*Exercise 1*
Render every line of the listing that comes after the passage on women's oppression as a Markdown table with the columns Number and Record line, skipping blank lines. Omit the pictures from the table.

* BEGIN Reading passage *

Oppression of women is socially constructed, not natural, and came much later, as society became divided into classes. The family as a social and economic institution developed to serve the interests of a system based on private property. Over time, women lost power and status in society and they and their children became the property of the husband. Men got ‘conjugal rights’ on marriage. This sense of entitlement to sex still prevails, hence the level of rape and sexual assault by partners and ex-partners.

Demanding change

WHETHER THE SLUTWALKS were a one-off event, or the start of a longer running campaign against rape, they reflect a growing anger and frustration among women and, particularly, a willingness to take to the streets to demand change. Many women are facing increasing material problems in all areas of their lives. Cuts in housing benefits, tax credits and pregnancy benefits have hit women hard. Domestic violence support services are under threat of closure as the government and local authorities implement austerity programmes.

With the abolition of education maintenance allowance, massive hikes in tuition fees and cuts in funding, especially for arts courses, many young working-class women in particular will find further and higher education closed to them. Jobs in the public sector, up to 70% of which are currently filled by women, are being cut to the bone. In a blatant ideological attack, existing abortion rights have been threatened, with attempts by Tory MP, Nadine Dorries, to reduce the time limits and, more recently, to make pre-abortion counselling compulsory and to hand it over to Christian anti-abortion groups.

* END Reading passage *
* BEGIN Data provided *

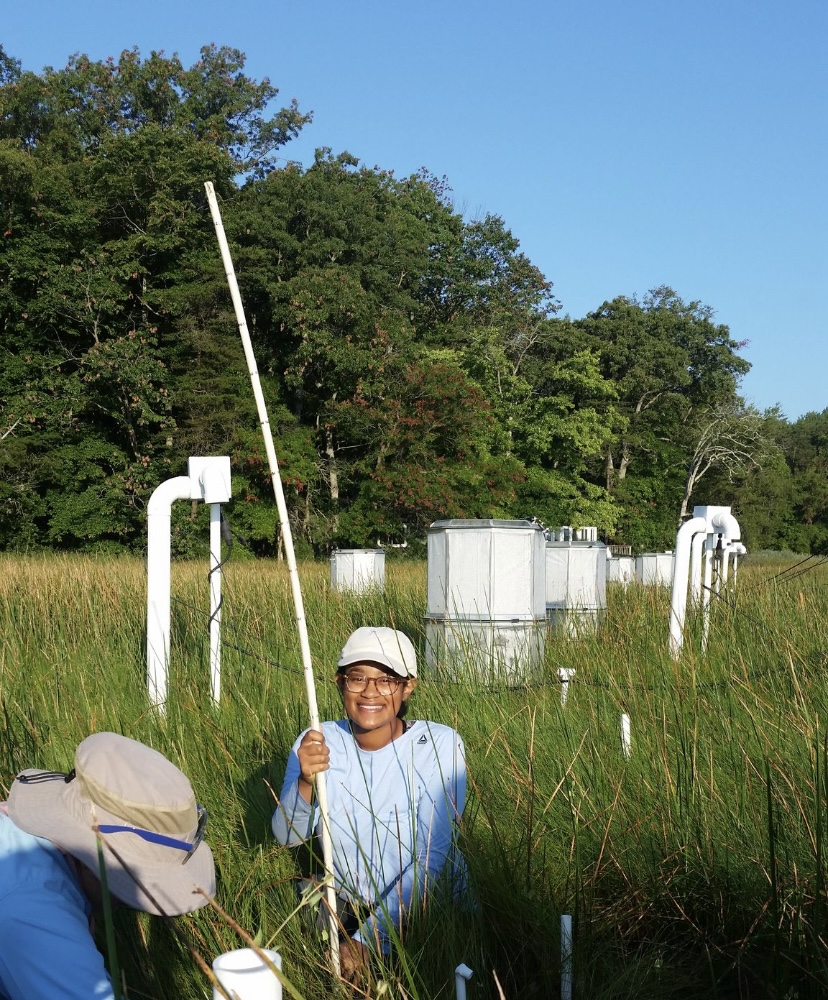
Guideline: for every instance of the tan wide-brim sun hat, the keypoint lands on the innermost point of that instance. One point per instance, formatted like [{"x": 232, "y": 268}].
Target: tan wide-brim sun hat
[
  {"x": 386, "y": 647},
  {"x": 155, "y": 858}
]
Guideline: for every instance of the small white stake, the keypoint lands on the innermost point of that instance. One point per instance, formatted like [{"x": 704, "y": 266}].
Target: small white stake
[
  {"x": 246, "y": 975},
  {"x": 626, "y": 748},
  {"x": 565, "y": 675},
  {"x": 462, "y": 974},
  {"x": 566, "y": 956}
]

* END Data provided *

*Exercise 2*
According to the passage on women's oppression, what proportion of public sector jobs are currently filled by women?

*Output 1*
| Number | Record line |
|---|---|
| 1 | Guideline: for every instance of the tan wide-brim sun hat, the keypoint lands on the innermost point of that instance. One point per instance, formatted like [{"x": 232, "y": 268}]. |
| 2 | Target: tan wide-brim sun hat |
| 3 | [ |
| 4 |   {"x": 386, "y": 647}, |
| 5 |   {"x": 155, "y": 858} |
| 6 | ] |
| 7 | Guideline: for every instance of the small white stake, the keypoint lands on the innermost point of that instance. One point per instance, formatted like [{"x": 704, "y": 266}]. |
| 8 | Target: small white stake |
| 9 | [ |
| 10 |   {"x": 246, "y": 975}, |
| 11 |   {"x": 626, "y": 748}, |
| 12 |   {"x": 565, "y": 675}, |
| 13 |   {"x": 462, "y": 974}, |
| 14 |   {"x": 566, "y": 956} |
| 15 | ] |

*Output 2*
Up to 70%.